Stored records —
——

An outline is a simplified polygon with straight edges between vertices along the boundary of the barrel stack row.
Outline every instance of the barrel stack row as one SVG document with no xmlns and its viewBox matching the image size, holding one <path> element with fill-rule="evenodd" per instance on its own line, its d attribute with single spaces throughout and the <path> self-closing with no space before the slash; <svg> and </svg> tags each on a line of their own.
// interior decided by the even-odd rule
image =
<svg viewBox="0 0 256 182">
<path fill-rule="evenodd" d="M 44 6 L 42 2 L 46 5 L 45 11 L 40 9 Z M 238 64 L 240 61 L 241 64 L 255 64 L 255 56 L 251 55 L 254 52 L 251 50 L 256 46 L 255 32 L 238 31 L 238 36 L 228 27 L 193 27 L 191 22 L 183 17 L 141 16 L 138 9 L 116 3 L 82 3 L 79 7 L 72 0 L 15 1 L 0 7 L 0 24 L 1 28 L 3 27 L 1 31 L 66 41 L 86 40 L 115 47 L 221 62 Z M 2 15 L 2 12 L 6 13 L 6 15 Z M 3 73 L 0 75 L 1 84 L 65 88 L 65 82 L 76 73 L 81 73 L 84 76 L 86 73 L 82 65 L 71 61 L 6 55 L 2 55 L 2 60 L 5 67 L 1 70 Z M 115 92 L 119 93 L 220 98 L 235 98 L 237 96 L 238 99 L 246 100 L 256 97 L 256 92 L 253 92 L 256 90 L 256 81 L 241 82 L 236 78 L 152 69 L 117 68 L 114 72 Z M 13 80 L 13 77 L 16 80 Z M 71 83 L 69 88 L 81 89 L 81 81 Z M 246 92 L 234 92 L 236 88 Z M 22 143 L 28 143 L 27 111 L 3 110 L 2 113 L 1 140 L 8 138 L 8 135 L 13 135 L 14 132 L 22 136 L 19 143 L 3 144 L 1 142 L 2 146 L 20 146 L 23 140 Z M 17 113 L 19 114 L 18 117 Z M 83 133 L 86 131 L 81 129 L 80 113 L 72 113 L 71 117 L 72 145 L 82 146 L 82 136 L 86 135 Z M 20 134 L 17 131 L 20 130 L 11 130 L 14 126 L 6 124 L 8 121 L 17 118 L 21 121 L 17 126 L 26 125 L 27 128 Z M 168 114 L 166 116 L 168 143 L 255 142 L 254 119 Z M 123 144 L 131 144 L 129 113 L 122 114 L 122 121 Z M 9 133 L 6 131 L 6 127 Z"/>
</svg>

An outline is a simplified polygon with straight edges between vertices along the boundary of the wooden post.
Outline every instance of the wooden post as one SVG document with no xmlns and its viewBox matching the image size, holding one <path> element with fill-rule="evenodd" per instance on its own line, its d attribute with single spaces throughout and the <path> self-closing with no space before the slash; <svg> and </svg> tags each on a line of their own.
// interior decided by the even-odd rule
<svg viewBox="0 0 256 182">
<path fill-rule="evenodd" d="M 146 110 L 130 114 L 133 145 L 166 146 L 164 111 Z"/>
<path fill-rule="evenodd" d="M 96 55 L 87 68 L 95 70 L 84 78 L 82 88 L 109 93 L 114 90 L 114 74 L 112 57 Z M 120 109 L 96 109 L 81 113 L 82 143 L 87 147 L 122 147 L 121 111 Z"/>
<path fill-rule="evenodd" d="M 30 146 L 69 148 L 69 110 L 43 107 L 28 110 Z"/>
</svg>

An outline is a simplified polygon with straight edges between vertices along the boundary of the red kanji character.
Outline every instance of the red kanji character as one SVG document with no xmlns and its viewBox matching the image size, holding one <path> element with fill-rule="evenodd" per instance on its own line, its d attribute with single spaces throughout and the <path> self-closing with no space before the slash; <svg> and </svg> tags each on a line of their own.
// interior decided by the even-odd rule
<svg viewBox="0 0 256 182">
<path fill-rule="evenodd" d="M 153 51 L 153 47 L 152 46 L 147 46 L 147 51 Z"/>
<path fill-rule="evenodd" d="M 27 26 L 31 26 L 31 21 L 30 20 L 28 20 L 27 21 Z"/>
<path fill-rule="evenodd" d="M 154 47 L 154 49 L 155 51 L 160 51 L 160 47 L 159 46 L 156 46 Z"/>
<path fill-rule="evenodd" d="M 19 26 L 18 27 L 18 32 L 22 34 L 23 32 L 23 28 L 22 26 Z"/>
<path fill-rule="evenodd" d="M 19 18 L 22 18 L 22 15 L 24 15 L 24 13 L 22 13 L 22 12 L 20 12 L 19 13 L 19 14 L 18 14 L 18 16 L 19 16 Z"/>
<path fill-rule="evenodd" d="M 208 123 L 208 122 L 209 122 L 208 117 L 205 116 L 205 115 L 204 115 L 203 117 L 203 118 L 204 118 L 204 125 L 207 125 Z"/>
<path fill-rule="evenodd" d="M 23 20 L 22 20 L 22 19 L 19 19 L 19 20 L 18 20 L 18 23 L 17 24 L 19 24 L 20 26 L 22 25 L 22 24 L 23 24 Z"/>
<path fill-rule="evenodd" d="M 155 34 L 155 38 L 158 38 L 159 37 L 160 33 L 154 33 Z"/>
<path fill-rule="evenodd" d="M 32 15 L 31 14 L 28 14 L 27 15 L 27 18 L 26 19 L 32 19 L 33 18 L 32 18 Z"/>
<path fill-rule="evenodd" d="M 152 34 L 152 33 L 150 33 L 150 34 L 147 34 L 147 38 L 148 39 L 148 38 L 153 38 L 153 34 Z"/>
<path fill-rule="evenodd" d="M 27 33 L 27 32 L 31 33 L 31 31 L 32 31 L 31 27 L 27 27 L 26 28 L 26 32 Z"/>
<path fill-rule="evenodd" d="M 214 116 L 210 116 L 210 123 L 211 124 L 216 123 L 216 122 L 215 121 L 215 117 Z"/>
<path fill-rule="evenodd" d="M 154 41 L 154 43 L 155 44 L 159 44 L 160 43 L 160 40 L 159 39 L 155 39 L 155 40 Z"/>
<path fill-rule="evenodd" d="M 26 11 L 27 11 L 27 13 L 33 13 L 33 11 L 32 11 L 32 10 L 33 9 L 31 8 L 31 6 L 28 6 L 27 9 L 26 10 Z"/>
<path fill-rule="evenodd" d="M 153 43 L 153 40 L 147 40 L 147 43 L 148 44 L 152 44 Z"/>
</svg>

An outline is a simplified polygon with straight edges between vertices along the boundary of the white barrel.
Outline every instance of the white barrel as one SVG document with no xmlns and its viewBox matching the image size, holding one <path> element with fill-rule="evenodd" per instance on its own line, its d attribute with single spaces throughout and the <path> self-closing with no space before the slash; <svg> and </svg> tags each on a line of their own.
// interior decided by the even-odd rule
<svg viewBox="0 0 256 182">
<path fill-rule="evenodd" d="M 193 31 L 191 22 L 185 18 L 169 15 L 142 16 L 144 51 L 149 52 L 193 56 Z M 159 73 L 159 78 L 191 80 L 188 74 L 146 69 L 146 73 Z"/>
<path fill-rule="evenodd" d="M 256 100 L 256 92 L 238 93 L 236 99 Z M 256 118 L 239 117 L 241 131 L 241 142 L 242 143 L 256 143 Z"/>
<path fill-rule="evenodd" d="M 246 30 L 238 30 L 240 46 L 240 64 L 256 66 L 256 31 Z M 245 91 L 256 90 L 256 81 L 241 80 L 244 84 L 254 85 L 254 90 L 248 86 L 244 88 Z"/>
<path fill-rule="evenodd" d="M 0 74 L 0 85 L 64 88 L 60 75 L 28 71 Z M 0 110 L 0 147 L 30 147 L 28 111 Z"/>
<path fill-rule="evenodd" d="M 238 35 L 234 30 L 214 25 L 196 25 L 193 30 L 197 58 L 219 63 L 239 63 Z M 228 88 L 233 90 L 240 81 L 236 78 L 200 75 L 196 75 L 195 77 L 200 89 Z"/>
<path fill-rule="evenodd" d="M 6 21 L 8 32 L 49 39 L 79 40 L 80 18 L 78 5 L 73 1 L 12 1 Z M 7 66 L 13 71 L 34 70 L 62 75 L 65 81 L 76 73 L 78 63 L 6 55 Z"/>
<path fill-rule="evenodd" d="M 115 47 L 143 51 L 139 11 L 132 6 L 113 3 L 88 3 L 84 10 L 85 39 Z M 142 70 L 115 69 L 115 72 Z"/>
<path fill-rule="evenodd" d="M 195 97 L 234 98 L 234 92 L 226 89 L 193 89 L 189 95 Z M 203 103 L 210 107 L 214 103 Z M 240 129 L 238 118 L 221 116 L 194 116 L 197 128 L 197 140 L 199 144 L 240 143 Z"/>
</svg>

——

Objective — How many lines of the listing contain the word "straight"? Give only the number.

Output of the exercise — 4